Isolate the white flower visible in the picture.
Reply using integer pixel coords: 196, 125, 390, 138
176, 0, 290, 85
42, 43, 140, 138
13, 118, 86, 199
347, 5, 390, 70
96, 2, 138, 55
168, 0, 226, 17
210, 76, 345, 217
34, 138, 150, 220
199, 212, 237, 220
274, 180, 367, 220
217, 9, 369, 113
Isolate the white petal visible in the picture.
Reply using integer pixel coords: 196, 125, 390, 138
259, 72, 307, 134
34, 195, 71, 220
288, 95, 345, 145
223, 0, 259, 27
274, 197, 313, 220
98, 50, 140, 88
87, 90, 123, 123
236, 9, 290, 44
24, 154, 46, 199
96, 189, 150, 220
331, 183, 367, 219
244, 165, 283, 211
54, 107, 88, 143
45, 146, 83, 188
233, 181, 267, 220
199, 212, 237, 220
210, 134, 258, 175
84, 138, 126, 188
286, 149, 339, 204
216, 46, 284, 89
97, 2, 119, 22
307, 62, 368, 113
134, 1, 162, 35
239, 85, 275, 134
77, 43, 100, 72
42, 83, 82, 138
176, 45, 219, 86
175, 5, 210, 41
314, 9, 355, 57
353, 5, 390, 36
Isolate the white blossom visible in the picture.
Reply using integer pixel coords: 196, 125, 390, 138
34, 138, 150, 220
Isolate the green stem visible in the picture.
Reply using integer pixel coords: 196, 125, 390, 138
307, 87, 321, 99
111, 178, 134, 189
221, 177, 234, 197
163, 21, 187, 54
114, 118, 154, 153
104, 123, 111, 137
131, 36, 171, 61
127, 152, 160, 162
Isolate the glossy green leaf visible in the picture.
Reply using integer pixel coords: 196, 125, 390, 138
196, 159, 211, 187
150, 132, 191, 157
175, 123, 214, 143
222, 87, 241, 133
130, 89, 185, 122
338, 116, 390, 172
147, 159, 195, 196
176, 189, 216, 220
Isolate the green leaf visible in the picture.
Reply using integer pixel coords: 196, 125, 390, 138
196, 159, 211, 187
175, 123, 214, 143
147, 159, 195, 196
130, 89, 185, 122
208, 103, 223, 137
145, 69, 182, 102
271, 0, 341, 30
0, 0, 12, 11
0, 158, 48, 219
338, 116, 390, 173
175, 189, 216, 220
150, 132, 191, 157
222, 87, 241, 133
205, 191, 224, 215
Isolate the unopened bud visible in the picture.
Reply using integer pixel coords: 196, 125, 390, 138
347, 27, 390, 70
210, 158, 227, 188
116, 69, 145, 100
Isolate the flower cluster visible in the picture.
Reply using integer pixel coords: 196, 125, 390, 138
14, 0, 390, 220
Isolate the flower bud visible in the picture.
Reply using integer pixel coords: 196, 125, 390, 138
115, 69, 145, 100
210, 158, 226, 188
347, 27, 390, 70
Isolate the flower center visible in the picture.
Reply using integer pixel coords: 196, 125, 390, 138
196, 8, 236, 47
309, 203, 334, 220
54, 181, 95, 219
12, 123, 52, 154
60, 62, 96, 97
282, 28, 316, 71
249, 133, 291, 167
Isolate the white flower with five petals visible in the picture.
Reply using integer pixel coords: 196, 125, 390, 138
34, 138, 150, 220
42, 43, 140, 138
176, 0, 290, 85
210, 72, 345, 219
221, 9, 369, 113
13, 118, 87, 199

----

(Exercise)
Retype all of the data above exactly, line for line.

(Solution for this problem)
Isolate the white flower visible in the picture.
Reply using integer pixel coords: 196, 125, 390, 138
176, 0, 290, 85
42, 43, 140, 138
13, 118, 86, 199
347, 5, 390, 70
96, 2, 138, 55
168, 0, 226, 17
210, 76, 345, 217
34, 138, 150, 220
199, 212, 237, 220
274, 180, 367, 220
217, 9, 369, 113
Isolate the white petal visible in the picture.
Reply using integer pixel coords: 196, 125, 390, 138
259, 72, 307, 134
34, 195, 71, 220
288, 95, 345, 145
223, 0, 259, 27
274, 197, 313, 220
98, 50, 140, 88
87, 90, 123, 123
236, 9, 290, 44
24, 154, 46, 199
96, 189, 150, 220
331, 183, 367, 219
244, 165, 283, 211
54, 107, 88, 143
45, 146, 83, 188
233, 181, 267, 220
199, 212, 237, 220
210, 134, 258, 175
84, 138, 126, 188
286, 149, 339, 204
216, 46, 284, 89
97, 2, 119, 22
307, 62, 368, 113
134, 1, 162, 35
239, 85, 275, 134
77, 43, 100, 72
42, 83, 82, 138
176, 45, 219, 86
175, 5, 210, 41
314, 9, 355, 57
353, 5, 390, 36
Isolate the white blossom visible in the picture.
Reply using integer pixel coords: 196, 125, 390, 138
34, 138, 150, 220
Isolate the green stem visible in the picture.
Reply using integer pixel coords: 196, 125, 390, 138
307, 87, 321, 99
111, 178, 134, 189
221, 177, 234, 197
163, 21, 187, 54
114, 118, 154, 153
104, 123, 111, 137
131, 36, 171, 61
127, 152, 160, 162
Isolate the glossy green leaf visible in the picture.
Reply using integer pixel coords: 196, 125, 390, 138
196, 159, 211, 187
150, 132, 191, 157
175, 123, 214, 143
222, 87, 241, 133
130, 89, 185, 122
338, 116, 390, 172
147, 159, 195, 196
176, 189, 216, 220
Isolate the green leaf visible in the picture.
Reply using integer pixel coords: 196, 125, 390, 138
196, 159, 211, 187
175, 123, 214, 143
147, 159, 195, 196
130, 89, 185, 122
208, 103, 223, 137
145, 69, 182, 102
271, 0, 341, 30
0, 0, 12, 11
0, 158, 48, 219
338, 116, 390, 173
175, 189, 216, 220
150, 132, 191, 157
222, 87, 241, 133
205, 191, 224, 215
Isolate the unopened bud visible in the picture.
Reply using integer pixel coords: 196, 125, 390, 138
347, 27, 390, 70
210, 158, 227, 188
116, 69, 145, 100
Isolate the flower cluster visible in the picture.
Reply using integer pixel coords: 196, 125, 390, 138
14, 0, 390, 220
Isolate the flower bud visible in the picture.
Reply using integer pixel coords: 196, 125, 390, 138
115, 69, 145, 100
210, 158, 226, 188
347, 27, 390, 70
Isolate the flower center visible in the picture.
Reply using integer pixel coords: 196, 125, 390, 138
196, 8, 236, 47
309, 203, 334, 220
54, 181, 95, 219
12, 123, 52, 154
60, 62, 96, 97
282, 28, 316, 71
249, 133, 291, 167
Isolate the white flower with five petals visible in the picture.
Reply using integer pixel coords: 196, 125, 390, 138
34, 138, 150, 220
42, 43, 140, 138
176, 0, 290, 85
210, 72, 345, 219
221, 9, 369, 113
13, 118, 87, 199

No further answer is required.